WHAT YOU NEED TO DO => The entries are to be output in full, word for word.

RECORDED INFORMATION =>
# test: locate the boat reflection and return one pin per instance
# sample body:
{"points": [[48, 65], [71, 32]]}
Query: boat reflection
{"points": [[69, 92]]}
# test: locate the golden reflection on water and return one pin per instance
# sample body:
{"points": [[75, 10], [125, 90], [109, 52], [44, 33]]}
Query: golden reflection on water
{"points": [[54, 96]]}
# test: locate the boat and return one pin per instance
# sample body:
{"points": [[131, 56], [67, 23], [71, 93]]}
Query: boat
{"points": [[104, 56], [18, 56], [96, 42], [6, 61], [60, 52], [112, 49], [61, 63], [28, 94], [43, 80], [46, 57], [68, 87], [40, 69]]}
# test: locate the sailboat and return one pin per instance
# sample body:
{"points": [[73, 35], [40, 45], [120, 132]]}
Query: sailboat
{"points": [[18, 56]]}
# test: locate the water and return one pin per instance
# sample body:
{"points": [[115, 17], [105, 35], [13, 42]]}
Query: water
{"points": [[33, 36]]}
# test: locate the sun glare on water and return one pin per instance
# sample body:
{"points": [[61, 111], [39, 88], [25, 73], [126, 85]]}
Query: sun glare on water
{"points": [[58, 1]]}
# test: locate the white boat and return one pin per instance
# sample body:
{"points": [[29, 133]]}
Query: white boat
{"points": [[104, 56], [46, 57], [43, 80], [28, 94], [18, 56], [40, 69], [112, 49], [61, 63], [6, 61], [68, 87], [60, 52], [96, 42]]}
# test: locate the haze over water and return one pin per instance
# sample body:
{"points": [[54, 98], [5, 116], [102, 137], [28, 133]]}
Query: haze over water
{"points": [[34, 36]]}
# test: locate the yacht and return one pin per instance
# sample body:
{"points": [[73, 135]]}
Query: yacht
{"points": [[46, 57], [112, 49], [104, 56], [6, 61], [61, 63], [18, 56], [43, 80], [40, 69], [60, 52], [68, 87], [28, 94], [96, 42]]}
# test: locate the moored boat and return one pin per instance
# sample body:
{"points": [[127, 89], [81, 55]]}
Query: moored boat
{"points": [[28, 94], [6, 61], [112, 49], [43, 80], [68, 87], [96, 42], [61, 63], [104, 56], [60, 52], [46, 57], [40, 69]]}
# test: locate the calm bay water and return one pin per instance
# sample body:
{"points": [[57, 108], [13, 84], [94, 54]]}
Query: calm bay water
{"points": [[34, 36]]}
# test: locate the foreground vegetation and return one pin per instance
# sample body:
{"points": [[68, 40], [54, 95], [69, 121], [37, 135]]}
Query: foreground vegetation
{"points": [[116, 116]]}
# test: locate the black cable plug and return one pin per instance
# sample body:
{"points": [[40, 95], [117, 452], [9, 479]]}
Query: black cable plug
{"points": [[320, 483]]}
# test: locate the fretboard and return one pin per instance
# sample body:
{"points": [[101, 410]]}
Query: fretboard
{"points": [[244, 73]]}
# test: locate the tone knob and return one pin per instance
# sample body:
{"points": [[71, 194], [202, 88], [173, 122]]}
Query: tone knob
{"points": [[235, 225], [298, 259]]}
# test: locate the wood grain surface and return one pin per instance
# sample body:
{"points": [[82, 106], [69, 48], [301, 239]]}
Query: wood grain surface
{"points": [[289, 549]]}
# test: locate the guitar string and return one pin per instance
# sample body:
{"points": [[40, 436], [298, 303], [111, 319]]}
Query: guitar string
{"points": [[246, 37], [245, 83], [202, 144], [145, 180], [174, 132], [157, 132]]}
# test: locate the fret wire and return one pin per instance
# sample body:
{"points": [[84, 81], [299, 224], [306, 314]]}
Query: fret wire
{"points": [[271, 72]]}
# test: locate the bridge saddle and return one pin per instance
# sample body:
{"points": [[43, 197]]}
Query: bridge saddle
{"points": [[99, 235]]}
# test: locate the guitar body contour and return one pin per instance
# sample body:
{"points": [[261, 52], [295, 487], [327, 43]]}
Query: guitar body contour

SOLUTION =>
# test: locate the boat reflection and return one pin per instance
# sample body:
{"points": [[48, 65], [71, 32]]}
Query: boat reflection
{"points": [[69, 92]]}
# test: locate the golden reflection on water and return one pin per instance
# sample body:
{"points": [[75, 10], [125, 90], [109, 52], [44, 33]]}
Query: golden reflection on water
{"points": [[54, 96]]}
# test: locate the boat and return one pin per instance
# sample body:
{"points": [[131, 56], [67, 23], [71, 93]]}
Query: boat
{"points": [[104, 56], [18, 56], [96, 42], [6, 61], [60, 52], [112, 49], [61, 63], [28, 94], [43, 80], [46, 57], [68, 87], [40, 69]]}
# test: locate the sailboat and return one pin per instance
# sample body:
{"points": [[73, 35], [40, 45], [120, 132]]}
Query: sailboat
{"points": [[18, 56]]}
# test: locate the water and return one pin per instance
# sample body:
{"points": [[115, 17], [105, 35], [13, 42]]}
Query: water
{"points": [[33, 36]]}
# test: locate the sun glare on water and return one pin per instance
# sample body:
{"points": [[61, 111], [39, 88], [25, 73], [126, 85]]}
Query: sun glare on water
{"points": [[58, 1]]}
# test: locate the white boat and return one pin per instance
# sample body:
{"points": [[29, 133]]}
Query: white boat
{"points": [[104, 56], [46, 57], [43, 80], [28, 94], [18, 56], [40, 69], [112, 49], [61, 63], [6, 61], [68, 87], [60, 52], [96, 42]]}
# test: locate the haze over water and return one pin per instance
# sample body:
{"points": [[54, 98], [5, 116], [102, 137], [28, 133]]}
Query: haze over water
{"points": [[34, 36]]}
# test: locate the yacht and return one pin per instance
# sample body:
{"points": [[73, 135]]}
Query: yacht
{"points": [[46, 57], [112, 49], [104, 56], [6, 61], [61, 63], [18, 56], [43, 80], [40, 69], [60, 52], [68, 87], [28, 94], [96, 42]]}
# test: locate the moored boat and return one pin per instance
# sample body:
{"points": [[127, 89], [81, 55]]}
Query: moored boat
{"points": [[28, 94], [6, 61], [112, 49], [43, 80], [68, 87], [96, 42], [61, 63], [104, 56], [60, 52], [46, 57], [40, 69]]}
# test: locate the calm bay water and return one pin per instance
# sample body:
{"points": [[57, 108], [13, 84], [94, 54]]}
Query: calm bay water
{"points": [[34, 36]]}
# test: locate the foreground vegetation and return one pin per instance
# sample body:
{"points": [[68, 40], [54, 95], [69, 121], [37, 135]]}
Query: foreground vegetation
{"points": [[116, 116]]}
# test: locate the black cable plug and return one pin per instance
# sample body:
{"points": [[40, 95], [117, 452], [9, 479]]}
Query: black cable plug
{"points": [[320, 483]]}
# test: locate the fretboard and return one pin per instance
# sample body:
{"points": [[101, 410]]}
Query: fretboard
{"points": [[244, 73]]}
# test: locate the tone knob and return one pin per instance
# sample body:
{"points": [[71, 194], [202, 88], [173, 122]]}
Query: tone knob
{"points": [[235, 225], [298, 259]]}
# test: locate the wood grain surface and return one pin per instance
# sample body:
{"points": [[82, 106], [69, 48], [301, 239]]}
Query: wood grain surface
{"points": [[289, 549]]}
# test: locate the guitar string and return one pin per instance
# sample body:
{"points": [[40, 436], [298, 303], [111, 319]]}
Query: guitar string
{"points": [[246, 37], [245, 83], [202, 144], [145, 180], [174, 132], [157, 132]]}
# test: locate the fret wire and return one pin per instance
# sample body:
{"points": [[84, 81], [299, 224], [306, 314]]}
Query: fret wire
{"points": [[271, 72]]}
# test: locate the bridge saddle and return one pin per instance
# sample body:
{"points": [[43, 197]]}
Query: bridge saddle
{"points": [[99, 235]]}
# test: locate the guitar body contour and return one pin per instance
# sample body:
{"points": [[261, 52], [295, 487], [327, 43]]}
Query: guitar body contour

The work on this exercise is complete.